**Object point labels:**
>> begin
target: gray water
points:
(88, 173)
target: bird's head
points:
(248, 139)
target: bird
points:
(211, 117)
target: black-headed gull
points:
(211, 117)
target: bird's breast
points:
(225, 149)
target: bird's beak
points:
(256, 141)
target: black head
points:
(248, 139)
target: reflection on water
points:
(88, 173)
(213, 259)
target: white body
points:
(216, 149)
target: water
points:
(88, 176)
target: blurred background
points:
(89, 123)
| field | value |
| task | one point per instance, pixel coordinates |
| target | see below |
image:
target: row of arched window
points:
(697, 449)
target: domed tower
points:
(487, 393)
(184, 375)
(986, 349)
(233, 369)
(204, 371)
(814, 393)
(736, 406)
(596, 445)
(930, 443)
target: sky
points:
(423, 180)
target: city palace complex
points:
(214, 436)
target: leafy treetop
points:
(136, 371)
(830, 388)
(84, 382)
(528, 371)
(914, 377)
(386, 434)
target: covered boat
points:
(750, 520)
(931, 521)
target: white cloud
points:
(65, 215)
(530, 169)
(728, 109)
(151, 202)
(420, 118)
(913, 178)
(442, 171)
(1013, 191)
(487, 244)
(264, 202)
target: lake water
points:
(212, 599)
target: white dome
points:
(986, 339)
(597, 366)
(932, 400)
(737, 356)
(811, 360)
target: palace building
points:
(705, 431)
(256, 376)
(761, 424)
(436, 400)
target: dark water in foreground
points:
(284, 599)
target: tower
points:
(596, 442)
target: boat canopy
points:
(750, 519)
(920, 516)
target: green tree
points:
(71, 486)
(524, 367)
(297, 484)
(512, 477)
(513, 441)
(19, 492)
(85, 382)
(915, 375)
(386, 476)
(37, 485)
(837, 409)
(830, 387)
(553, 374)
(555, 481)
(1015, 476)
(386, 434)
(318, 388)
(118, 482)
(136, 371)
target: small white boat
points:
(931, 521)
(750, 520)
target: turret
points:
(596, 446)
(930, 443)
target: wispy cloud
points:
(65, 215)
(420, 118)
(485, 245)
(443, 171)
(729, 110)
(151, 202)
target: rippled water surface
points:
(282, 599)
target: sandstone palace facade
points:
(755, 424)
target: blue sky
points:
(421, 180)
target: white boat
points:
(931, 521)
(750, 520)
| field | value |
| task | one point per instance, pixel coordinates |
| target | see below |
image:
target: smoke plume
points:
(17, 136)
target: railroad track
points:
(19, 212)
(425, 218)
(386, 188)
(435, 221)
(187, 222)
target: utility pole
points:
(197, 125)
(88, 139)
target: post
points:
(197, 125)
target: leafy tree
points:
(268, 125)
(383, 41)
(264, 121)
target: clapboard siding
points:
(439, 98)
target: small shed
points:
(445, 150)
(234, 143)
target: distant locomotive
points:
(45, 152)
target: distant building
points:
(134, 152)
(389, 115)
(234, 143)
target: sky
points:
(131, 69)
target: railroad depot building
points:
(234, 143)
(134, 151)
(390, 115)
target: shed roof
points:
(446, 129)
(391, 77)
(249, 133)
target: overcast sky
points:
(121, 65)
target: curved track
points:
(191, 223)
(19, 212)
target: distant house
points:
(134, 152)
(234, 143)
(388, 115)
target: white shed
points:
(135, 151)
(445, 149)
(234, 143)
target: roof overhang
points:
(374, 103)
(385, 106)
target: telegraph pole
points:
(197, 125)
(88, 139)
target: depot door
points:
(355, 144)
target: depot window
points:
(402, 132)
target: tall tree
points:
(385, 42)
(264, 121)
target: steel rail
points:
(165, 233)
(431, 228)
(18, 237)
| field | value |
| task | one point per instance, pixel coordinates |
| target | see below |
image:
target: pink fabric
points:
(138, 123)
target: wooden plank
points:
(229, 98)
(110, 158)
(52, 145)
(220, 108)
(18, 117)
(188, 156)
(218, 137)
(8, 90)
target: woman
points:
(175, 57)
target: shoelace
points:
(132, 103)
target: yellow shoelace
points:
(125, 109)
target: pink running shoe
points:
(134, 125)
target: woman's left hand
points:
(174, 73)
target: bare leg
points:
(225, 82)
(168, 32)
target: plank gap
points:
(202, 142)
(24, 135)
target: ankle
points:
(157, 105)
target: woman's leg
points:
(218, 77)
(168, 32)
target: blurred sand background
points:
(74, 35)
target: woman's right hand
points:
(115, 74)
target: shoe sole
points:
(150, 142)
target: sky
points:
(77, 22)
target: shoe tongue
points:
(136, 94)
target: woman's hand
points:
>> end
**Stated goal:**
Rewrite all of the material above with every instance of "points" changed to "locations". Leave everything else unchanged.

**Worked solution:**
target: gray water
locations:
(88, 173)
target: bird's head
locations:
(248, 139)
target: bird
locations:
(211, 117)
target: black-headed gull
locations:
(211, 117)
target: bird's breast
locations:
(225, 149)
target: bird's beak
locations:
(256, 141)
target: black head
locations:
(248, 139)
target: reflection on water
locations:
(88, 173)
(213, 259)
target: white body
locations:
(216, 149)
target: water
locations:
(88, 176)
target: blurred background
locations:
(89, 123)
| field | value |
| task | one point per instance, pixel coordinates |
| target | see below |
image:
target: row of arched window
locations:
(697, 449)
target: domed tower
locations:
(487, 393)
(184, 375)
(986, 349)
(233, 369)
(204, 371)
(814, 393)
(736, 406)
(596, 445)
(930, 443)
target: sky
locations:
(423, 180)
target: city palace complex
locations:
(214, 436)
target: leafy treetop
locations:
(136, 371)
(830, 388)
(84, 382)
(528, 371)
(914, 377)
(386, 434)
target: covered boat
locations:
(750, 520)
(931, 521)
target: white cloud
locations:
(65, 215)
(530, 169)
(728, 109)
(151, 202)
(420, 118)
(913, 178)
(442, 171)
(1013, 191)
(487, 244)
(264, 202)
target: lake water
locations:
(212, 599)
target: white dome
locations:
(986, 339)
(597, 366)
(932, 400)
(737, 356)
(811, 360)
target: palace building
locations:
(705, 431)
(256, 376)
(761, 424)
(436, 400)
target: dark water in foreground
locations:
(284, 599)
target: tower
locations:
(596, 442)
target: boat canopy
locations:
(750, 519)
(920, 516)
target: green tree
locations:
(71, 486)
(524, 367)
(297, 484)
(512, 477)
(513, 441)
(19, 492)
(85, 382)
(915, 375)
(386, 476)
(37, 485)
(837, 409)
(830, 387)
(553, 374)
(555, 481)
(1015, 476)
(386, 434)
(318, 388)
(118, 482)
(136, 371)
target: small white boat
locations:
(931, 521)
(750, 520)
target: turret
locations:
(596, 446)
(930, 443)
target: wispy cloud
locations:
(65, 215)
(420, 118)
(485, 245)
(443, 171)
(729, 110)
(151, 202)
target: rippled water surface
locations:
(282, 599)
target: sandstone palace facade
locations:
(755, 424)
target: blue sky
locations:
(421, 180)
target: white boat
locations:
(931, 521)
(750, 520)
| field | value |
| task | one point per instance, pixel coordinates |
| target | see below |
image:
target: smoke plume
locations:
(17, 136)
target: railroad track
locations:
(19, 212)
(425, 218)
(386, 188)
(435, 221)
(187, 222)
target: utility pole
locations:
(197, 125)
(88, 139)
target: post
locations:
(197, 125)
target: leafy tree
locations:
(268, 125)
(383, 41)
(264, 121)
target: clapboard siding
locations:
(439, 98)
target: small shed
locations:
(445, 150)
(234, 143)
target: distant locomotive
locations:
(45, 152)
target: distant building
locations:
(134, 152)
(389, 115)
(234, 143)
target: sky
locations:
(131, 69)
target: railroad depot building
locations:
(234, 143)
(134, 151)
(390, 115)
target: shed roof
locations:
(446, 129)
(391, 77)
(249, 133)
target: overcast sky
locations:
(121, 65)
target: curved track
locations:
(191, 223)
(19, 212)
target: distant house
locations:
(134, 152)
(234, 143)
(388, 115)
target: white shed
locations:
(135, 151)
(445, 149)
(234, 143)
target: roof overhang
locations:
(374, 103)
(385, 106)
target: telegraph pole
locations:
(197, 125)
(88, 139)
target: depot door
locations:
(355, 144)
target: depot window
locations:
(402, 132)
target: tall tree
locations:
(385, 42)
(264, 121)
target: steel rail
locations:
(165, 233)
(431, 228)
(18, 237)
| field | value |
| task | one point per instance, pixel coordinates |
| target | see below |
image:
target: pink fabric
locations:
(138, 123)
target: wooden plank
locations:
(229, 98)
(110, 158)
(52, 145)
(220, 108)
(18, 117)
(188, 156)
(218, 137)
(8, 90)
target: woman
locations:
(175, 57)
target: shoelace
locations:
(132, 103)
target: yellow shoelace
locations:
(125, 109)
target: pink running shoe
locations:
(134, 125)
target: woman's left hand
locations:
(174, 73)
target: bare leg
locations:
(225, 82)
(168, 32)
target: plank gap
locations:
(202, 142)
(24, 135)
target: ankle
locations:
(157, 105)
target: woman's leg
locations:
(218, 77)
(168, 32)
target: blurred sand background
locations:
(74, 35)
target: woman's right hand
locations:
(115, 74)
target: shoe sole
locations:
(150, 142)
target: sky
locations:
(77, 22)
target: shoe tongue
locations:
(136, 94)
target: woman's hand
locations:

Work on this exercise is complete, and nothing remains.